**GIVEN DATA**
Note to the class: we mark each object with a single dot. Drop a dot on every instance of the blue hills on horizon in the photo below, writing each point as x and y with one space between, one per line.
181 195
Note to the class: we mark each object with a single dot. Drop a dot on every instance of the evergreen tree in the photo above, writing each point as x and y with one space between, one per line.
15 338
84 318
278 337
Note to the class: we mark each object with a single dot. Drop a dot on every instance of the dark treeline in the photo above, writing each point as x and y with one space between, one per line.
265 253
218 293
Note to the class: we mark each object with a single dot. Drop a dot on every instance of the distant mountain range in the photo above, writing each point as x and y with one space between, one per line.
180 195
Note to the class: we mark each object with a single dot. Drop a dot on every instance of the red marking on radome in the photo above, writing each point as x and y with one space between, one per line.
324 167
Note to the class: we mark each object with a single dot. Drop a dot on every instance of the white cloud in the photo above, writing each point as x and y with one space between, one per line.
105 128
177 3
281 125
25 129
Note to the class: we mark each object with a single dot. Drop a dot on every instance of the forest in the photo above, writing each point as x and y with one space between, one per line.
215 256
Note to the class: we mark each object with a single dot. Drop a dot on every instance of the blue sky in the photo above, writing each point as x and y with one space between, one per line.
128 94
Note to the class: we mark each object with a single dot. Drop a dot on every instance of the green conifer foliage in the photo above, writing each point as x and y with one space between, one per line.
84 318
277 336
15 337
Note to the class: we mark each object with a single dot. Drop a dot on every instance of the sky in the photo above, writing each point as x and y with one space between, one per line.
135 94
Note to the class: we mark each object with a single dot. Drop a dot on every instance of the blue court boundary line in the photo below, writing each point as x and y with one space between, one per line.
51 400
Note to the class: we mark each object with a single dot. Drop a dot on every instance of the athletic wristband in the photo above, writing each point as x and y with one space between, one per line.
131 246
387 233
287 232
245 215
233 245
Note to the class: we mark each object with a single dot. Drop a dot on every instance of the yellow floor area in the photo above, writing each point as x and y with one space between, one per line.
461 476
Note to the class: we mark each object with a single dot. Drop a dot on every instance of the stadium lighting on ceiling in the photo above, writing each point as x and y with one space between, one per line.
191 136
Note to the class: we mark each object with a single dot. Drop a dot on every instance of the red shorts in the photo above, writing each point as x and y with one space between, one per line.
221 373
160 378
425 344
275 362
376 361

**YOUR GOAL**
Above are the records; retype every one exactly.

**ANSWER FOR THE TASK**
Note to the class: we mark each object with a single dot. Drop a dot on every instance of the blue hills on horizon in the photo below, writing each point as x and y with one space between, one per line.
181 195
Note to the class: we mark each object with a single dot. Drop a dot on every instance of the evergreen tree in the photo above, writing each point as x and y with one space between, one per line.
15 338
84 318
278 337
Note to the class: we mark each object with a single dot. Drop a dot on every instance of the dark treeline in the photo above, writing each point as x and y with one space between, one per line.
265 253
218 293
Note to the class: we mark each object with a single dot. Drop a dot on every instance of the distant mountain range in the photo above, writing each point as x and y with one space between, one per line.
180 195
Note to the class: we mark each object with a single dot. Drop a dot on every instance of the red marking on radome in the photo above, writing each point as x and y with one space between, one per line.
324 167
Note to the class: we mark each object with a single dot. Drop a dot on every instance of the white cloud in the photo above, writing each point as x and y with one space between, one per line.
105 128
177 3
281 125
25 129
Note to the class: we mark each object with a single dot. Drop a dot on every instance of the forest in the photo above, writing each point as x and y with one space between, one per line.
215 256
Note to the class: we mark each object with a single dot. Drop a dot on every instance of the blue sky in the photo above, writing each point as x and y with one space between, one per line.
128 94
Note to the class: we mark each object with a single dot. Drop a dot on every instance of the green conifer foliage in the photo above, writing each point as x and y with one space between, one per line.
84 318
277 336
15 337
Note to the class: we mark each object with a single dot. Drop a dot on every instance of the sky in the photo above, writing each point as x and y with one space between, one per line.
135 94
Note to the class: we mark each object with a single dot. Drop a dot on every instance of the blue court boundary line in the photo below, writing each point as x and y with one space between, one per line.
51 400
Note to the class: we mark each object with a single dot. Drop a dot on every instance of the athletic wristband in the photo above, writing each point as x and y with one space between, one per line.
131 246
387 233
287 232
245 215
233 245
Note to the class: we mark each object with a single dot. Drop a dot on every instance of the yellow floor area in the photo above, writing each point as x and y with one space between, one per line.
461 476
Note to the class: we mark each object with a single dot. Drop a dot on every instance of the stadium lighting on ceiling in the photo above, writing each point as x and y with one space between, one per line.
191 136
Note to the class: we mark each object with a single dot. Drop a dot on every instance of the red shorts in the photo above, writing each point as x and y with one space between, one per line.
221 373
160 378
425 344
275 362
376 361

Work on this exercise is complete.